__Challenge__:
Count the lines in the material below that contain the string "small", and reply with the number alone.

__Provided information__:

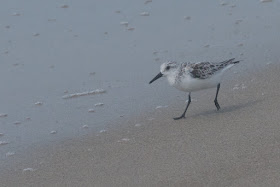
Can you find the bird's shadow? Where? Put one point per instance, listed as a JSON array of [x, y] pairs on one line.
[[227, 109]]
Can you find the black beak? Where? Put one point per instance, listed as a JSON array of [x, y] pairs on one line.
[[156, 77]]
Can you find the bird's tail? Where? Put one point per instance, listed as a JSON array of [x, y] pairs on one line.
[[230, 61]]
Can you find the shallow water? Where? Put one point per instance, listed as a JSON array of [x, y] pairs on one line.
[[50, 49]]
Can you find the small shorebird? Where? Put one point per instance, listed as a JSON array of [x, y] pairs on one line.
[[190, 77]]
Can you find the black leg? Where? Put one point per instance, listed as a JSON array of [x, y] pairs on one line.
[[183, 115], [216, 98]]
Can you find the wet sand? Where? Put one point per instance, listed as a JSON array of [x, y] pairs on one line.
[[237, 146]]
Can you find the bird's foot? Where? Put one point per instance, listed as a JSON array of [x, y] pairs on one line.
[[183, 116], [217, 105]]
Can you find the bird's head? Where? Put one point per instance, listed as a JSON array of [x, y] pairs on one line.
[[166, 69]]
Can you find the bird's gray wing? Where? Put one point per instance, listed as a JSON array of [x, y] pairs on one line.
[[204, 70]]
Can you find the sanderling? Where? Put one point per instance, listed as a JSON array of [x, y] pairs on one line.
[[190, 77]]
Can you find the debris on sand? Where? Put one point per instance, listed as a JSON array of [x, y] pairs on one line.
[[93, 92], [144, 14], [2, 115], [38, 103], [3, 142], [99, 104], [125, 23], [148, 1], [28, 170], [91, 110], [64, 6], [266, 1]]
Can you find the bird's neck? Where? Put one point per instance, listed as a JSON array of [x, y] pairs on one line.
[[171, 78]]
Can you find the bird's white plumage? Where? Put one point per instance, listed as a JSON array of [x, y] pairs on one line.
[[190, 77]]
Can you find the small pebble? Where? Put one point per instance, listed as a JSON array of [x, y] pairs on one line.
[[17, 122], [187, 17], [16, 14], [148, 1], [99, 104], [266, 1], [51, 20], [124, 140], [158, 107], [91, 110], [36, 34], [157, 59], [10, 154], [3, 115], [38, 103], [144, 14], [64, 6], [28, 170], [3, 142], [124, 23], [131, 29]]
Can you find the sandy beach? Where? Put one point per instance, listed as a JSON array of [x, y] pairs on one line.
[[77, 110], [237, 146]]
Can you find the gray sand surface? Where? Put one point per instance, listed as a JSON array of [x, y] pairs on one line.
[[237, 146]]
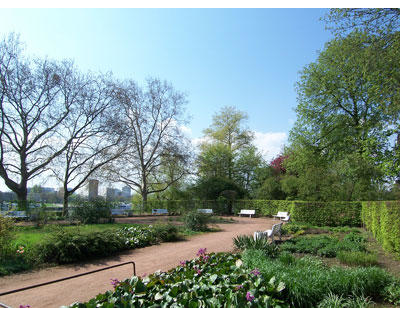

__Complete answer__:
2